RECORDS:
==========
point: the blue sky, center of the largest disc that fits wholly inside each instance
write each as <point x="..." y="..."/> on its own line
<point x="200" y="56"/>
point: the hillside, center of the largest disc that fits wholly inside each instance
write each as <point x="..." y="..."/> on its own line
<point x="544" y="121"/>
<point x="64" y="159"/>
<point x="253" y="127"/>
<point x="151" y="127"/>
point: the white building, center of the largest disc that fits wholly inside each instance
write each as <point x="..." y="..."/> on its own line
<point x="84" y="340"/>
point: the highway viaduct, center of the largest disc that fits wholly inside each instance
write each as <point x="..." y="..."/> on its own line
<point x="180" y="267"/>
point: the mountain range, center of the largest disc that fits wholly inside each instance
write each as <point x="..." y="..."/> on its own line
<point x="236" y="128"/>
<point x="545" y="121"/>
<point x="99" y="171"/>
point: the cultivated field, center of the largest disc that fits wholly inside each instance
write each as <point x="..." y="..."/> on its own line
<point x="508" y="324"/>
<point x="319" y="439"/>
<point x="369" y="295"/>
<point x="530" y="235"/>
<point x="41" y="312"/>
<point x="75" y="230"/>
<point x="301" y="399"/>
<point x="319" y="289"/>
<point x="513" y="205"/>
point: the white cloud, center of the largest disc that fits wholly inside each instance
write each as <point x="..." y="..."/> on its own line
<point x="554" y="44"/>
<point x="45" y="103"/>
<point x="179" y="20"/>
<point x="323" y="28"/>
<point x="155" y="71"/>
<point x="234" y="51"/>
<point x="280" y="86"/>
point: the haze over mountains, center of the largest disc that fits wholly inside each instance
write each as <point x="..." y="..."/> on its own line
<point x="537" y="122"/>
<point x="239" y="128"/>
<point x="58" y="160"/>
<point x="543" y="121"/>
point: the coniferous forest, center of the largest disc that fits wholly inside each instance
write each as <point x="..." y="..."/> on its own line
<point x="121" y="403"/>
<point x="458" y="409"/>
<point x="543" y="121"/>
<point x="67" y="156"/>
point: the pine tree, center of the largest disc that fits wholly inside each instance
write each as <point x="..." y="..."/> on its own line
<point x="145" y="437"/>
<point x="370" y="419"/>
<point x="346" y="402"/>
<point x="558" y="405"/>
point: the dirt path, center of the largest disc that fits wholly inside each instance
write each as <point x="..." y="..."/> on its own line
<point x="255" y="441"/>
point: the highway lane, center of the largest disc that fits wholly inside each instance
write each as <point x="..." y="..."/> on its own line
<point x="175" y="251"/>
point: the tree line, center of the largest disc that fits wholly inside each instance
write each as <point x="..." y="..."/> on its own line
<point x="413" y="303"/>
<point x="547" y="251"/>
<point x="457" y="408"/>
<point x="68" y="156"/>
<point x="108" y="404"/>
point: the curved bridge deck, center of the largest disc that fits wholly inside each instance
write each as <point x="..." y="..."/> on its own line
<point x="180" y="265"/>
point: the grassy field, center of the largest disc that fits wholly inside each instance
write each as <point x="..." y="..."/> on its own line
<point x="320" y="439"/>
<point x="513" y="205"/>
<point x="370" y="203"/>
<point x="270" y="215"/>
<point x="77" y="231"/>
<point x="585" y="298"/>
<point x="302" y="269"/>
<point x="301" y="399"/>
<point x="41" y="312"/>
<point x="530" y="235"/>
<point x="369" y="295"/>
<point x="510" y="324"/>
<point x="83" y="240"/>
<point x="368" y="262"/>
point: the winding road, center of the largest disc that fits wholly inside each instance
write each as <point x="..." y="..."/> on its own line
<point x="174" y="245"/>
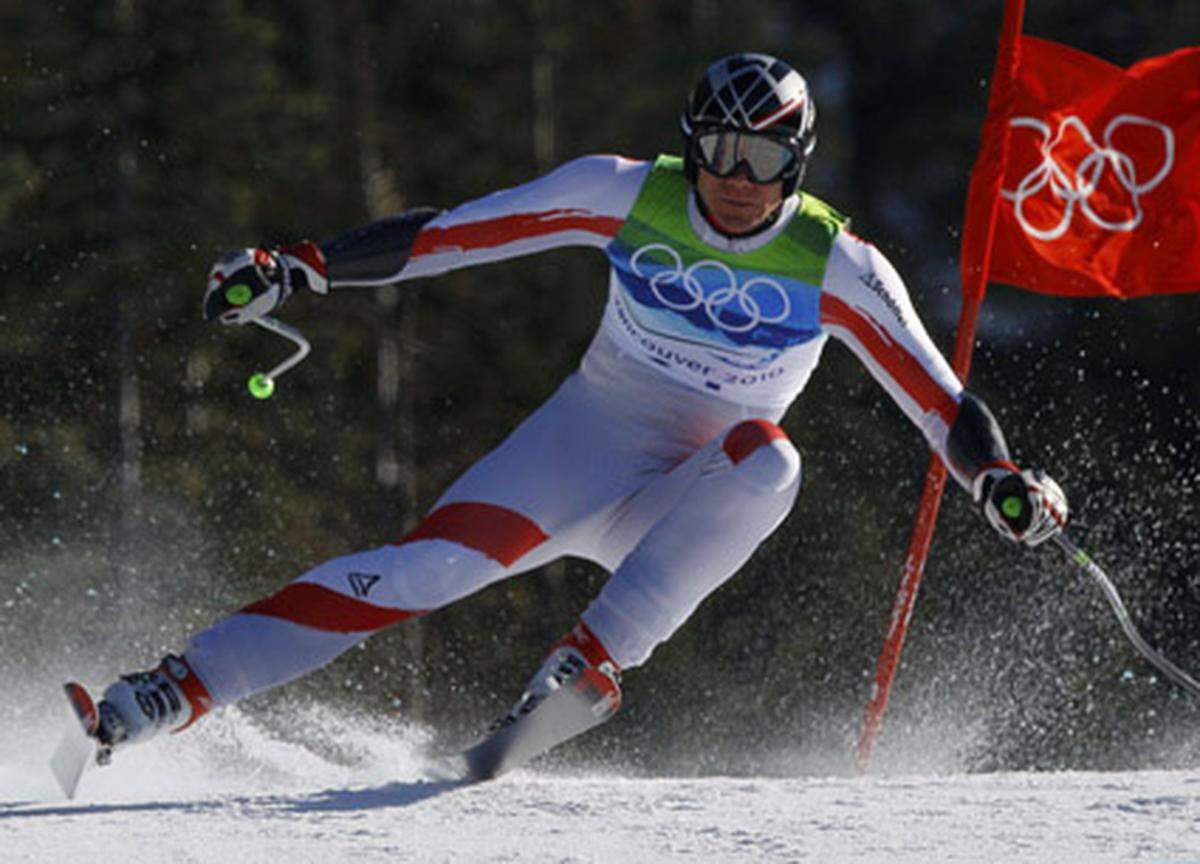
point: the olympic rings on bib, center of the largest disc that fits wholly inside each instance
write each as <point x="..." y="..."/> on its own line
<point x="727" y="299"/>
==========
PROBLEM DETAILS:
Please lay out all the rows above as a Markdown table with an Index column for the line number and an Entry column for the line itself, omitting blank lines and the pictures.

RESPONSE FOR THIS EXERCISE:
| Index | Entry |
|---|---|
| 1 | point: the blue sky, center of the largest disc that fits wholly inside each instance |
| 2 | write each as <point x="..." y="..."/> on its own line |
| 3 | <point x="200" y="56"/> |
| 4 | point: the hillside, center of the largest disc that fits wholly inside each instance |
| 5 | write each as <point x="..." y="..."/> on its own line |
| 6 | <point x="544" y="121"/> |
| 7 | <point x="64" y="159"/> |
| 8 | <point x="253" y="127"/> |
| 9 | <point x="151" y="127"/> |
| 10 | point: the white building, center of the largest disc that fits wholly inside each instance |
| 11 | write each as <point x="..." y="..."/> on its own line |
| 12 | <point x="84" y="340"/> |
| 13 | point: the highway viaduct, center of the largest disc that fits wholly inside each instance |
| 14 | write each as <point x="..." y="..."/> on its own line |
| 15 | <point x="180" y="267"/> |
| 16 | point: the mountain range, center of the largest disc that fits wholly inside each instance |
| 17 | write each as <point x="..." y="..."/> on its own line |
| 18 | <point x="236" y="128"/> |
| 19 | <point x="545" y="121"/> |
| 20 | <point x="99" y="171"/> |
| 21 | point: the cultivated field, center of the largest disc that fits wholly inside each instance |
| 22 | write each as <point x="..." y="..."/> on its own line |
| 23 | <point x="508" y="324"/> |
| 24 | <point x="319" y="439"/> |
| 25 | <point x="369" y="295"/> |
| 26 | <point x="530" y="235"/> |
| 27 | <point x="41" y="312"/> |
| 28 | <point x="75" y="230"/> |
| 29 | <point x="301" y="399"/> |
| 30 | <point x="319" y="289"/> |
| 31 | <point x="513" y="205"/> |
| 32 | point: the white cloud, center of the largest disc that fits wholly inside each instance |
| 33 | write each as <point x="..." y="..."/> on its own line |
| 34 | <point x="554" y="44"/> |
| 35 | <point x="45" y="103"/> |
| 36 | <point x="179" y="20"/> |
| 37 | <point x="323" y="28"/> |
| 38 | <point x="155" y="71"/> |
| 39 | <point x="234" y="51"/> |
| 40 | <point x="280" y="86"/> |
| 41 | point: the haze over mountains, center of the largest disc that fits wholly inside each instance |
| 42 | write each as <point x="..." y="..."/> on its own line |
| 43 | <point x="537" y="122"/> |
| 44 | <point x="239" y="128"/> |
| 45 | <point x="58" y="160"/> |
| 46 | <point x="543" y="121"/> |
| 47 | point: the coniferous forest, center of the largest disc that fits wholly inside each instance |
| 48 | write each as <point x="..." y="..."/> on its own line |
| 49 | <point x="121" y="403"/> |
| 50 | <point x="458" y="409"/> |
| 51 | <point x="543" y="121"/> |
| 52 | <point x="67" y="156"/> |
| 53 | point: the pine tree, center of the largest disc that fits wholly inside each instance |
| 54 | write each as <point x="..." y="..."/> on its own line |
| 55 | <point x="145" y="437"/> |
| 56 | <point x="370" y="419"/> |
| 57 | <point x="346" y="402"/> |
| 58 | <point x="558" y="405"/> |
| 59 | point: the dirt path, center of the largest disc that fits wholly inside each instance |
| 60 | write each as <point x="..." y="..."/> on its own line |
| 61 | <point x="255" y="441"/> |
| 62 | point: the highway lane, center of the largest disc that fits wholly inside each instance |
| 63 | write each as <point x="..." y="..."/> on its own line |
| 64 | <point x="175" y="251"/> |
| 65 | point: the tree line, center of the largest disc that fits wholly inside each instance |
| 66 | write each as <point x="..." y="..."/> on its own line |
| 67 | <point x="413" y="303"/> |
| 68 | <point x="547" y="251"/> |
| 69 | <point x="457" y="408"/> |
| 70 | <point x="68" y="156"/> |
| 71 | <point x="108" y="404"/> |
| 72 | point: the curved bridge deck, center of the largest disc that fits wholly inside each instance |
| 73 | write each as <point x="..." y="..."/> on its own line |
| 74 | <point x="180" y="265"/> |
| 75 | point: the grassy field, center of the largest disc that fits wholly inside each instance |
| 76 | write each as <point x="..." y="..."/> on its own line |
| 77 | <point x="320" y="439"/> |
| 78 | <point x="513" y="205"/> |
| 79 | <point x="370" y="203"/> |
| 80 | <point x="270" y="215"/> |
| 81 | <point x="77" y="231"/> |
| 82 | <point x="585" y="298"/> |
| 83 | <point x="302" y="269"/> |
| 84 | <point x="301" y="399"/> |
| 85 | <point x="41" y="312"/> |
| 86 | <point x="530" y="235"/> |
| 87 | <point x="369" y="295"/> |
| 88 | <point x="510" y="324"/> |
| 89 | <point x="83" y="240"/> |
| 90 | <point x="368" y="262"/> |
| 91 | point: the winding road, center of the largest disc that fits wholly inside each instance |
| 92 | write each as <point x="..." y="..."/> on its own line |
| 93 | <point x="174" y="245"/> |
| 94 | point: the olympic rings on bib, center of the largest disc that fits wholly inside each instance |
| 95 | write each as <point x="..." y="..."/> on its own line |
| 96 | <point x="727" y="299"/> |